Scan the records for the string "pattern", then copy each line that has it.

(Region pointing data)
■ ■ ■ ■ ■ ■ ■
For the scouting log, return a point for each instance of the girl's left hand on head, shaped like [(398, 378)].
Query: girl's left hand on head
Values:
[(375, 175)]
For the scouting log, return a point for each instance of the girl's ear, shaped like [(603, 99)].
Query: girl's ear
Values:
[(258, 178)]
■ ■ ■ ■ ■ ■ ■
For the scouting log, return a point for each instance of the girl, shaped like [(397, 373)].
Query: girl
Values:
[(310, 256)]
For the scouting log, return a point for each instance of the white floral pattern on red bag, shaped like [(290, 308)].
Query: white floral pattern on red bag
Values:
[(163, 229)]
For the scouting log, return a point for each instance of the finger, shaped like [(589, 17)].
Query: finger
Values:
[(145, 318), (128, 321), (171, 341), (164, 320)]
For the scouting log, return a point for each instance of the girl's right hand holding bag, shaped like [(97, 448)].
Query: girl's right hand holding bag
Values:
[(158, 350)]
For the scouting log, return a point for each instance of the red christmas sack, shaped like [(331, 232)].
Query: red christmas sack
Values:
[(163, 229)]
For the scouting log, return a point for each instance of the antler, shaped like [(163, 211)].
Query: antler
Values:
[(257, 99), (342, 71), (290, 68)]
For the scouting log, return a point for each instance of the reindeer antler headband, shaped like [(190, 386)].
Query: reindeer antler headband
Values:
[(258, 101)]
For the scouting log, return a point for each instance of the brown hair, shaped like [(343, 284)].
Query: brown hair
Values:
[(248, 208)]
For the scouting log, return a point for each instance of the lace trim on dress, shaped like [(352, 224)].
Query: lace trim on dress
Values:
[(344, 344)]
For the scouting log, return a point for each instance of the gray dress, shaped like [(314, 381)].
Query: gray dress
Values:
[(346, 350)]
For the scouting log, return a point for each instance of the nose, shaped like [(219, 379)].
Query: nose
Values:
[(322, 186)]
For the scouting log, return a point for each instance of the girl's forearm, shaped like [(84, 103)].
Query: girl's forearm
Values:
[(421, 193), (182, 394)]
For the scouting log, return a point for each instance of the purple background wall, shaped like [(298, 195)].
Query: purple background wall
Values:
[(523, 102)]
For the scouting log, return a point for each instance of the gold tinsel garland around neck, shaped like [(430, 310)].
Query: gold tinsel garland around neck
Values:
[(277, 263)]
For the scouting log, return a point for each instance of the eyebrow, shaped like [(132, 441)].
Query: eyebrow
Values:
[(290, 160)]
■ ■ ■ ■ ■ ■ ■
■ OUTPUT:
For the scouting log, return a point for each instance of the white floral pattern on red bag, shaped like [(290, 308)].
Query: white floral pattern on red bag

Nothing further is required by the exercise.